Short problem:
In the listing, take the lines from the one containing "This trail-cam photo was taken at dusk. Identify dark hair" through the one containing "[923,259,957,302]", both included, and express them as a JSON list of strings with one string per line, omitting any blank lines.

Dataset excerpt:
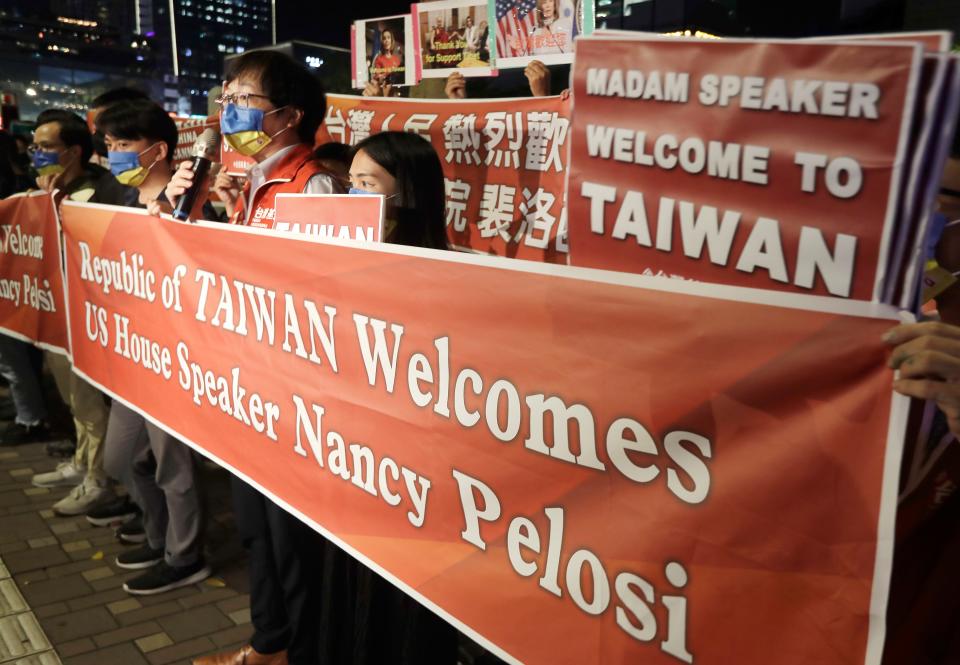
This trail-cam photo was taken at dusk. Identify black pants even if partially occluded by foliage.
[232,477,324,665]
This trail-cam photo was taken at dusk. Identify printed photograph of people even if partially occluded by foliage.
[413,0,492,78]
[353,15,416,88]
[490,0,593,68]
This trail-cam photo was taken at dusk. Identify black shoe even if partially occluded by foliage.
[114,515,147,544]
[0,399,17,420]
[87,496,143,531]
[117,545,163,570]
[0,422,50,446]
[44,439,77,457]
[123,559,210,596]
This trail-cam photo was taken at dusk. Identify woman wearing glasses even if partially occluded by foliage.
[166,51,343,665]
[167,51,343,228]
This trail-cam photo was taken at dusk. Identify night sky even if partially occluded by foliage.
[277,0,410,48]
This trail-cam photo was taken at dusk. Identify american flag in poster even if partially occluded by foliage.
[497,0,537,58]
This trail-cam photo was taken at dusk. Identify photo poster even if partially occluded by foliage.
[350,14,417,90]
[411,0,495,78]
[496,0,594,69]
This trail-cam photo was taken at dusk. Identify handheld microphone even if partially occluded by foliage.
[173,127,220,221]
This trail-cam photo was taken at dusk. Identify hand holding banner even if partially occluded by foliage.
[0,191,68,353]
[63,203,906,665]
[569,37,921,300]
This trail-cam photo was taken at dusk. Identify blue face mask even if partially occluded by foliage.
[33,150,60,171]
[107,143,159,187]
[220,104,290,157]
[107,150,140,176]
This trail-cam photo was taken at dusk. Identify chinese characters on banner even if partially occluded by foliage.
[317,95,570,263]
[63,203,907,665]
[569,37,922,300]
[0,191,68,353]
[173,116,220,164]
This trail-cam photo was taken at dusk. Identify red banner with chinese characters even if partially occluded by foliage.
[0,191,69,353]
[317,95,570,263]
[173,116,220,164]
[568,37,922,300]
[63,204,906,665]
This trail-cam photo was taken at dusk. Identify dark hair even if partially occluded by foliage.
[313,141,353,168]
[224,50,327,145]
[353,132,447,249]
[950,116,960,159]
[0,129,17,199]
[97,99,179,162]
[37,109,93,164]
[90,88,150,109]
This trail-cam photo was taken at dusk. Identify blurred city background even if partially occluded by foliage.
[0,0,960,133]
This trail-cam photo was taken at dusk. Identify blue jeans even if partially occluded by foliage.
[0,333,47,425]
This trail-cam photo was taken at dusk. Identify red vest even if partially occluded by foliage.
[230,143,329,229]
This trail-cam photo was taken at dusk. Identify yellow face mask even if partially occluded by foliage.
[220,104,290,157]
[923,259,957,302]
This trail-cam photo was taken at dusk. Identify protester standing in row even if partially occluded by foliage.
[97,100,210,595]
[166,51,343,665]
[318,132,458,665]
[25,109,114,515]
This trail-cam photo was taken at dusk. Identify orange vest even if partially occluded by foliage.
[230,143,330,229]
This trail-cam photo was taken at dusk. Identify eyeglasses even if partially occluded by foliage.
[214,92,270,109]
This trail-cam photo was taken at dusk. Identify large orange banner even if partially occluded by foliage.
[317,95,570,263]
[63,203,905,665]
[0,191,67,353]
[569,37,922,300]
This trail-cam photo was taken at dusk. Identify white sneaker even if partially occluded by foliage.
[30,460,87,487]
[53,478,114,517]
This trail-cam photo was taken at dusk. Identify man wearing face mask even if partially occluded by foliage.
[166,51,343,665]
[30,109,97,201]
[90,88,150,206]
[18,109,114,515]
[0,109,102,452]
[91,100,210,595]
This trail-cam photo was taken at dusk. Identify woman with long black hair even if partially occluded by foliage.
[320,132,458,665]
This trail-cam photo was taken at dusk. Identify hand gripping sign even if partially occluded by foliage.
[569,37,922,300]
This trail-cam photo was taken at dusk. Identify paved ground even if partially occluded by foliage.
[0,434,250,665]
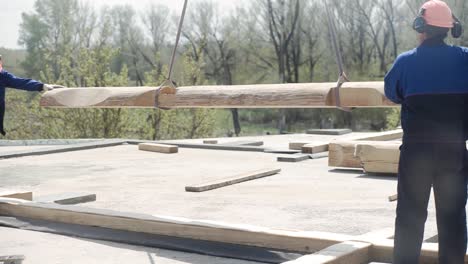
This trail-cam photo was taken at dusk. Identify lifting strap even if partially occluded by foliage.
[155,0,188,108]
[325,2,351,112]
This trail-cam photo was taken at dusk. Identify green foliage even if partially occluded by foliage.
[5,0,414,139]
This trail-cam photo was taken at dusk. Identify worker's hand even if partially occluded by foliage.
[42,84,66,92]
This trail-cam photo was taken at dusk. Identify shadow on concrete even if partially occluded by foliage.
[328,168,362,175]
[0,217,302,264]
[358,173,398,181]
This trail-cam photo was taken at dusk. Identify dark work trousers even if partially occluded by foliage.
[393,142,468,264]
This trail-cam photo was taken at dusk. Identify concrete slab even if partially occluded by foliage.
[0,142,414,235]
[0,227,258,264]
[0,133,446,256]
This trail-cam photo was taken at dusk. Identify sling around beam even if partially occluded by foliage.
[41,82,396,109]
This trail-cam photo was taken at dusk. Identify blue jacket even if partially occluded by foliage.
[0,70,44,135]
[385,40,468,143]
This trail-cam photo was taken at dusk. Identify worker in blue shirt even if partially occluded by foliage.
[0,55,63,136]
[385,0,468,264]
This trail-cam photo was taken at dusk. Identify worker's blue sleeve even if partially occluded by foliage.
[385,56,404,104]
[0,71,44,92]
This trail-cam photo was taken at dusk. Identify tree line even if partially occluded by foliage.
[6,0,468,139]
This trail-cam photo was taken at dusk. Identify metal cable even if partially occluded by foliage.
[167,0,188,82]
[325,3,351,112]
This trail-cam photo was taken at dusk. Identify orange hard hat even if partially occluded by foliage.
[421,0,454,28]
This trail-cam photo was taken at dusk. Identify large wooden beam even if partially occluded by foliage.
[41,82,396,108]
[328,140,401,169]
[0,199,352,253]
[355,142,400,174]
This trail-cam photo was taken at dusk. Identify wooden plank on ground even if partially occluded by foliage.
[185,169,281,192]
[0,199,351,253]
[355,142,400,174]
[40,82,398,108]
[128,140,265,152]
[0,255,26,264]
[355,129,403,141]
[328,140,401,168]
[223,140,263,147]
[277,153,310,162]
[388,194,398,202]
[284,241,372,264]
[302,143,329,154]
[307,129,353,136]
[34,193,96,205]
[0,191,33,201]
[371,239,450,264]
[138,143,179,154]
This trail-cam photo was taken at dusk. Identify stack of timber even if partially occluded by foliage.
[328,141,401,173]
[41,82,397,109]
[355,143,400,174]
[328,140,401,168]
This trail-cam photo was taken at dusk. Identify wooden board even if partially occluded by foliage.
[203,139,218,144]
[0,199,351,253]
[34,193,96,205]
[0,191,33,201]
[0,255,26,264]
[355,142,400,174]
[371,239,454,264]
[284,241,372,264]
[127,140,265,152]
[138,143,179,154]
[185,169,281,192]
[223,140,263,147]
[40,82,397,108]
[355,129,403,141]
[302,143,329,154]
[307,129,353,136]
[388,194,398,202]
[277,153,310,162]
[328,140,401,168]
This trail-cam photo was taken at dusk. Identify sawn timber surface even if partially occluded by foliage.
[41,82,396,108]
[0,199,351,253]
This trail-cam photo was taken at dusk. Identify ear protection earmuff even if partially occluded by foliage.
[413,8,463,38]
[452,15,463,38]
[413,8,427,34]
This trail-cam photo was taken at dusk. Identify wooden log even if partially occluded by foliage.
[302,143,329,154]
[0,199,351,253]
[328,140,401,168]
[277,153,310,162]
[307,129,353,136]
[223,140,264,147]
[0,255,26,264]
[0,191,33,201]
[388,194,398,202]
[370,239,468,264]
[185,169,281,192]
[203,139,218,145]
[138,143,179,154]
[355,142,400,174]
[355,129,403,141]
[286,228,394,264]
[289,141,314,150]
[41,82,397,108]
[34,193,96,205]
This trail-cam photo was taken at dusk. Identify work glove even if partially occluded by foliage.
[42,84,66,92]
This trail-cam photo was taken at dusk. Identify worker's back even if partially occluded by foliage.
[386,39,468,142]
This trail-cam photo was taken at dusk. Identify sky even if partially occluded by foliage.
[0,0,239,49]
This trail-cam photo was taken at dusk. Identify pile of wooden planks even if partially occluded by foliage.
[41,82,397,109]
[0,198,454,264]
[328,141,401,174]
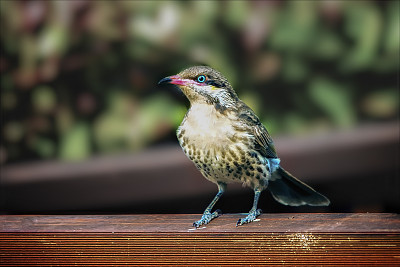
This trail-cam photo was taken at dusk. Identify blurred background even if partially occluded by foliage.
[0,0,400,214]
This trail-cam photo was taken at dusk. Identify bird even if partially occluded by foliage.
[158,66,330,229]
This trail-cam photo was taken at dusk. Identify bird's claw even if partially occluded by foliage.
[236,209,262,227]
[193,209,222,228]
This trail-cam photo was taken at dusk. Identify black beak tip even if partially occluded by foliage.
[158,77,172,85]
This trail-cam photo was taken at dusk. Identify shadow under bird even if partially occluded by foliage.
[159,66,330,228]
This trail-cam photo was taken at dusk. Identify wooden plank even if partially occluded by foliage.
[0,213,400,233]
[0,214,400,266]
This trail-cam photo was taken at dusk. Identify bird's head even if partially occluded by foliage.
[158,66,238,110]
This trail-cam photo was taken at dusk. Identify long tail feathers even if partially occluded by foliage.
[268,167,330,206]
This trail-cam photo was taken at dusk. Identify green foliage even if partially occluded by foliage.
[0,0,400,162]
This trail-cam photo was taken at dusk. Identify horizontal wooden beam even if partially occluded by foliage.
[0,213,400,266]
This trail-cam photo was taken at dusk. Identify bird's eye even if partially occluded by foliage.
[197,75,206,83]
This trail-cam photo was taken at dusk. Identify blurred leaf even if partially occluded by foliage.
[32,85,56,113]
[1,92,18,110]
[2,121,25,143]
[223,1,249,29]
[284,113,310,135]
[308,77,356,127]
[362,89,400,118]
[59,122,91,161]
[282,55,309,82]
[270,1,317,53]
[38,23,69,58]
[384,1,400,56]
[35,138,56,158]
[310,30,345,60]
[341,2,383,71]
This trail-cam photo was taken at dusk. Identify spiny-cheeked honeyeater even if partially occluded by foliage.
[159,66,329,228]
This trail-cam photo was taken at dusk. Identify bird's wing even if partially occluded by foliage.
[239,102,278,158]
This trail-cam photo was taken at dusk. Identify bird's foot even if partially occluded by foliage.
[193,210,221,228]
[236,209,262,226]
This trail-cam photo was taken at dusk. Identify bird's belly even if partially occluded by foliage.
[180,129,269,189]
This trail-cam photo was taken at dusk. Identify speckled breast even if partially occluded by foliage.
[177,104,269,189]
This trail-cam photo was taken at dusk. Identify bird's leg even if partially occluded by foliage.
[236,189,262,226]
[193,183,226,228]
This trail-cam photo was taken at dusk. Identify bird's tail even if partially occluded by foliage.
[268,167,330,206]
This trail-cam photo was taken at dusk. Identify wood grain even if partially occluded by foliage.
[0,214,400,266]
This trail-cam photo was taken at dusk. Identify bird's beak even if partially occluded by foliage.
[158,75,186,85]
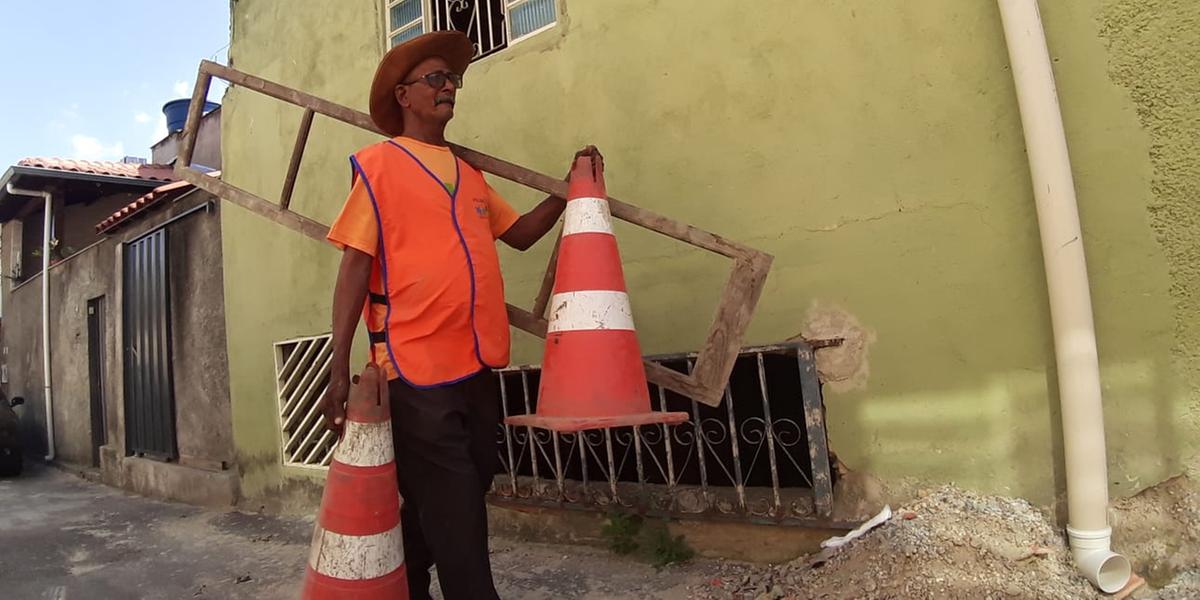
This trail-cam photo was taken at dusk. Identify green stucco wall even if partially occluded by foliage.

Solution for this exercise:
[
  "This trail-cam photo was taken at dusk. Identify dark hair even if partially occluded by foliage.",
  "[313,141,353,168]",
  "[224,50,327,145]",
  "[353,132,447,249]",
  "[950,116,960,159]",
  "[0,129,17,199]",
  "[97,99,179,162]",
  "[37,109,93,164]",
  "[90,88,150,109]",
  "This trail-cam photo was taken at dusk. Identify blurred city background even if partially occluded by foliage.",
  "[0,0,960,133]",
  "This trail-cam photo was taken at dusk. Identify blue jeans even if partially occluded by foliage.",
  "[0,333,47,425]",
  "This trail-cam photo was taken at dusk. Identify red vest even if partially occluded by foliage.",
  "[230,143,329,229]",
  "This trail-cam photo was taken at dusk. Identify yellow face mask even if partially occluded by foliage.",
  "[220,104,290,157]",
  "[923,259,957,302]"
]